• _Verilen Görev A_:
Okuma parçasına göre aşağıdaki soruları yanıtlayın.
(i) Hoca, cesaret ettiğini kaçıncı kitabında söylüyor?
(ii) Beğenilen kitap fikri hangi yıllar arasındaki dönemi kapsıyor?
(iii) İttihat Terakki ile ilgili kısım videonun hangi anında yer alıyor?
• _Verilen Görev B_: Okuma parçasında "adam konunun girişini" ile başlayıp "kitap çıkarmış olabilir." ile biten bölümü, "üstünkörü" yerine "yüzeysel" koyarak düzenleyin.

• _Okuma Parçası_:

• hocanın yanındakiler biraz pohpohlamaya başlamış, hoca anlatıyor bu kitabı yazmak için biraz sebestlik lazım, ben bile 6. kitabımda cesaret ettim vs. konu tam olgunlaşıyor ve en sonunda diyor ki yine de bu kitabı yazma süreci beklediğimden zor oldu.

    hoca ile uzun süredir çalışan, sözlüğün de bir aralar linçlediği hanımefendi arkadaşımız araya giriyor ve bekliyorsun ki o soruyu soracak ancak: "sizin çalışmalarınız hep zor hocam kolay olmasının imkanı yok".

    adam konunun girişini yapmış, resmen kendisine muz ortayı yapmış, soracağın soru şu: neden beklediğinizden zor oldu?

    onun yerine aman hocam siz çok çalışkansınız, işiniz çok zor hocam, ben sizinle çalıştığım için biliyorum hocam... ablacım sen arkada öv hocanı, yap yalakalığını, bizi ilgilendirmez, hocanın da ihtiyacı vardır belki. videoyu dan diye niye rayından çıkarıyorsun ablacım?

    öte yandan kitabın fikrini beğendim, 1907-1927 arası türkiye'de ya çok üstünkörü, ya da gereksiz detaylı geçilen bir dönem. hoca dozunu bulduysa çok faydalı bir kitap çıkarmış olabilir.
  • bilim insanı yerine bilim adamı diyen bir insan. yarım entelektüel yani.
  • kendisi etimolojik tartışmaya girilecek son kişilerden birisidir. bilim insanı ve bilim adamı ifade tercihini de buna göre yapıyor olabilir. dikkatli olmak lazımdır.
  • ben her zaman türk dış politikasında neden yunanistan ile bu kadar hırlaşırken bulgaristan ile güllük gülistanlık bir ilişki var diye düşünürdüm. yani milli menfaat diyorsak yunanistan'dan koparabileceğimiz 3br ödül varsa bulgaristan ile 7br var. ve bu ülkelerin güçleri de benzer. bu güne bakarsak asıl hedef bulgaristan olmalıymış bence (sovyetlerin çöküşü ile ab ve nato'ya girene kadar bu ülkenin yarısını ele geçirmek için süper bir fırsat varmış)

    esg'nin şu videosunun 34:40 kısmında ittihat terakki'nin hala eski yönetimden soru sorduğu ile ilgili bir kısım var.

[Anahat işaretleme kayıtları]
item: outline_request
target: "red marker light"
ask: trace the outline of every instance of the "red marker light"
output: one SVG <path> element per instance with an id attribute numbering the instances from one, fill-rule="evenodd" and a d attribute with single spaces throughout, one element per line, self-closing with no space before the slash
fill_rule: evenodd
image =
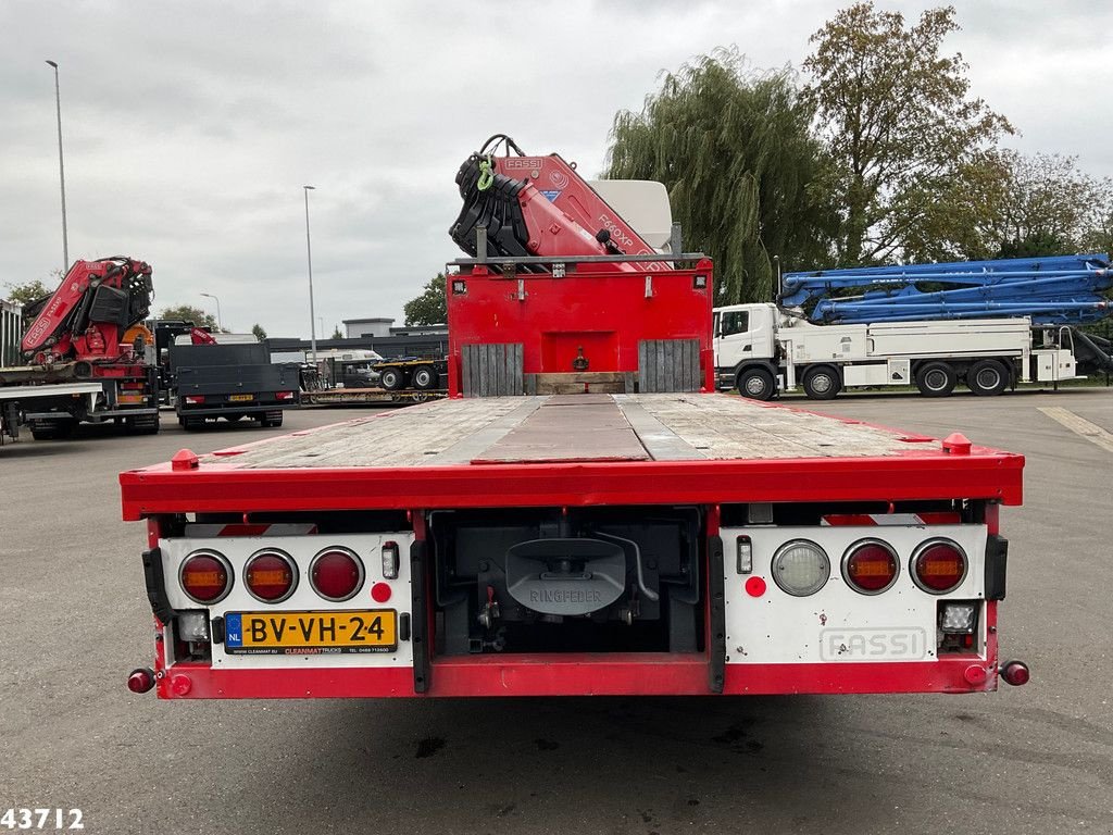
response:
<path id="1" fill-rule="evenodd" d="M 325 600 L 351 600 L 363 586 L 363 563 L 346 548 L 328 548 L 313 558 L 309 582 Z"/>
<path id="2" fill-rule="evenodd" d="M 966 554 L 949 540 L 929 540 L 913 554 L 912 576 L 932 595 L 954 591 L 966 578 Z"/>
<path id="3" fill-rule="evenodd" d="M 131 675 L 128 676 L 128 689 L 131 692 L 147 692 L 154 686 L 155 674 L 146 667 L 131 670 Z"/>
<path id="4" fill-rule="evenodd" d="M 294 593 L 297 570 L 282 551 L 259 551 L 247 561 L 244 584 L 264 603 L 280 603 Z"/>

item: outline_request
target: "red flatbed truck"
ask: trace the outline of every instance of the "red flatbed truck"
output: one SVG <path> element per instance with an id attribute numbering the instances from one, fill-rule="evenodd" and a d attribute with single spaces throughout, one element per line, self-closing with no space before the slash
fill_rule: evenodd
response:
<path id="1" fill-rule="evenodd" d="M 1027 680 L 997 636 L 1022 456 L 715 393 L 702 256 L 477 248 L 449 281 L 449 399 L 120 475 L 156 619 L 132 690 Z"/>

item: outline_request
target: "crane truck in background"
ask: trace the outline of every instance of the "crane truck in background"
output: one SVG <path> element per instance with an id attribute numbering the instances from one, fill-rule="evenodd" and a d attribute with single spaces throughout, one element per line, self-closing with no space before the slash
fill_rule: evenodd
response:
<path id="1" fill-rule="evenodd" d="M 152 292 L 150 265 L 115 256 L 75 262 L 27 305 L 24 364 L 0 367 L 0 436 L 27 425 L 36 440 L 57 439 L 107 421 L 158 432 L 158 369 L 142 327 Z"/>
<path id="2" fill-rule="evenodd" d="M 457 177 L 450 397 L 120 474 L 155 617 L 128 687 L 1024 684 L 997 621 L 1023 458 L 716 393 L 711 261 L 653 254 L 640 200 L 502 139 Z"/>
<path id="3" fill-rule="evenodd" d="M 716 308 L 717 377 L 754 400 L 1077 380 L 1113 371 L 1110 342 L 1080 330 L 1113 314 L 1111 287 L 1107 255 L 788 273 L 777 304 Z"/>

• _Doğru Yanıt A_:
(i) 6. kitabında.
(ii) 1907-1927 arası.
(iii) 34:40 kısmında.

• _Doğru Yanıt B_:
adam konunun girişini yapmış, resmen kendisine muz ortayı yapmış, soracağın soru şu: neden beklediğinizden zor oldu?

    onun yerine aman hocam siz çok çalışkansınız, işiniz çok zor hocam, ben sizinle çalıştığım için biliyorum hocam... ablacım sen arkada öv hocanı, yap yalakalığını, bizi ilgilendirmez, hocanın da ihtiyacı vardır belki. videoyu dan diye niye rayından çıkarıyorsun ablacım?

    öte yandan kitabın fikrini beğendim, 1907-1927 arası türkiye'de ya çok yüzeysel, ya da gereksiz detaylı geçilen bir dönem. hoca dozunu bulduysa çok faydalı bir kitap çıkarmış olabilir.